** Begin **
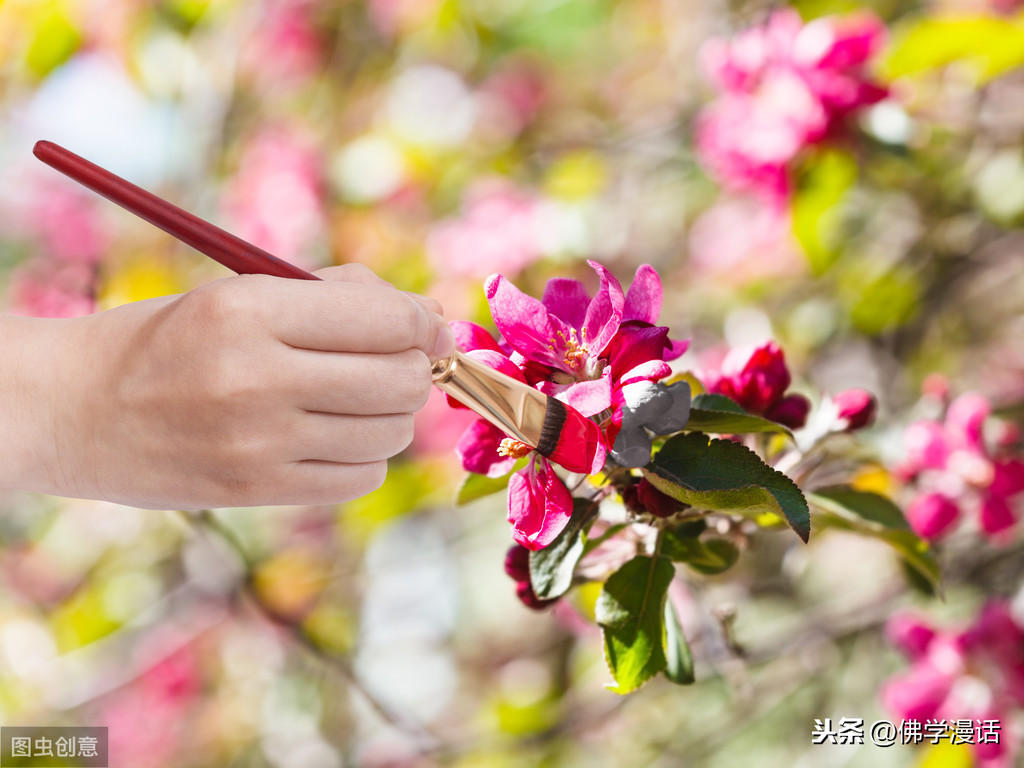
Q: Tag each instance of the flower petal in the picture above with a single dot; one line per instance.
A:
(525, 323)
(643, 300)
(589, 397)
(604, 312)
(477, 450)
(567, 300)
(540, 506)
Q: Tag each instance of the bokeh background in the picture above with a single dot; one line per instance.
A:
(438, 141)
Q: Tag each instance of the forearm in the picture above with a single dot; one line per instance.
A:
(35, 356)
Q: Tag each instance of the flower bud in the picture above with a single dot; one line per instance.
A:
(517, 563)
(931, 515)
(856, 408)
(524, 591)
(792, 411)
(755, 377)
(658, 504)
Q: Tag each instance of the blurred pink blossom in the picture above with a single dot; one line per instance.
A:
(739, 241)
(498, 229)
(974, 677)
(47, 289)
(783, 86)
(285, 48)
(757, 378)
(275, 198)
(856, 408)
(952, 466)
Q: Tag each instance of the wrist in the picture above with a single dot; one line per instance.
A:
(40, 386)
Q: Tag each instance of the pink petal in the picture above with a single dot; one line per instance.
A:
(524, 322)
(604, 312)
(470, 336)
(540, 506)
(589, 397)
(498, 361)
(909, 634)
(651, 371)
(477, 450)
(643, 300)
(931, 515)
(965, 420)
(916, 694)
(567, 300)
(676, 348)
(996, 515)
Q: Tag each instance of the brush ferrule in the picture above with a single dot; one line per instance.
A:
(514, 408)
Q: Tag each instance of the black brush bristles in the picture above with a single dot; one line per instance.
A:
(551, 431)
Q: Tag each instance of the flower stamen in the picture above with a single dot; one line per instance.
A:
(514, 449)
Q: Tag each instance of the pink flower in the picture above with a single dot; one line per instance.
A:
(757, 378)
(952, 467)
(499, 228)
(48, 289)
(932, 515)
(285, 48)
(784, 86)
(975, 675)
(275, 199)
(580, 349)
(856, 408)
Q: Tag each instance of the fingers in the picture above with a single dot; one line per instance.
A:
(336, 315)
(342, 438)
(365, 275)
(359, 383)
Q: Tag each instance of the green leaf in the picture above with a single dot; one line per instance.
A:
(817, 206)
(631, 612)
(551, 568)
(873, 515)
(716, 413)
(988, 44)
(478, 486)
(711, 556)
(724, 476)
(679, 660)
(868, 506)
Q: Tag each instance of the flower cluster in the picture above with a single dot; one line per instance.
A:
(757, 378)
(952, 465)
(602, 355)
(783, 86)
(976, 674)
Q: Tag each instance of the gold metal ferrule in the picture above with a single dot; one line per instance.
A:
(514, 408)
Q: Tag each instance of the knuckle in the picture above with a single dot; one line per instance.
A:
(402, 429)
(415, 380)
(412, 322)
(373, 477)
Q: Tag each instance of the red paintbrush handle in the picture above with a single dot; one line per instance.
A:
(220, 246)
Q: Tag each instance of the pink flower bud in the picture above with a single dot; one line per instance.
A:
(527, 597)
(909, 634)
(658, 504)
(931, 515)
(791, 411)
(755, 377)
(856, 408)
(517, 563)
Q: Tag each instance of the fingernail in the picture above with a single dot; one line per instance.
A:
(444, 344)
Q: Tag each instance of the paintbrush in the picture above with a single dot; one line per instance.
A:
(552, 428)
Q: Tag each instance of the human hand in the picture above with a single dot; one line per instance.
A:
** End **
Request> Only the lines from the one containing "Q: Tag each instance of the flower stamen" to the end of the records should be repeated, exactly as they appear.

Task output>
Q: Tag each instance of the flower stamen in the picture above with a single dot; one line per instance.
A:
(514, 449)
Q: Tag each instance of the pink flower in the picture above with a single dot; one line per instance.
A:
(757, 378)
(952, 467)
(499, 228)
(48, 289)
(932, 515)
(285, 48)
(784, 86)
(975, 675)
(275, 199)
(580, 349)
(856, 408)
Q: Tag each instance of the fingers in the picture above with a single dot; one line per instance.
A:
(336, 315)
(342, 438)
(365, 275)
(359, 383)
Q: Tag each instance of the green leaf in the picture above with a single dot; one line per instance.
A:
(817, 206)
(631, 612)
(551, 568)
(873, 515)
(716, 413)
(988, 44)
(478, 486)
(711, 556)
(724, 476)
(679, 660)
(868, 506)
Q: Tag each instance of the flower cluster in the picture above with a single dot; one line per instance.
A:
(757, 378)
(952, 465)
(602, 355)
(783, 86)
(976, 674)
Q: Tag each instance of the gold metal ferrule in the picture above with a single dot; one line per instance.
A:
(514, 408)
Q: Tag each instance of the knuckle in the picture above with a single dot; one line per instance.
A:
(402, 429)
(415, 380)
(412, 322)
(373, 477)
Q: Tag each instance of the red paintbrush handle in the picture above with a single dot; one line per instance.
A:
(220, 246)
Q: Tag each instance of the pink flower bud in the picture above with a single dot; one line per instance.
A:
(527, 597)
(909, 634)
(658, 504)
(931, 515)
(791, 411)
(755, 377)
(856, 408)
(517, 563)
Q: Tag each instance of the fingernail in the picture above with a single dot; one line per instance.
A:
(444, 344)
Q: Tag each instance of the paintbrush in the picture above with a single dot; one line per instance.
A:
(552, 428)
Q: Tag each instance of the human hand in the picture above with a single dot; one line per instance.
A:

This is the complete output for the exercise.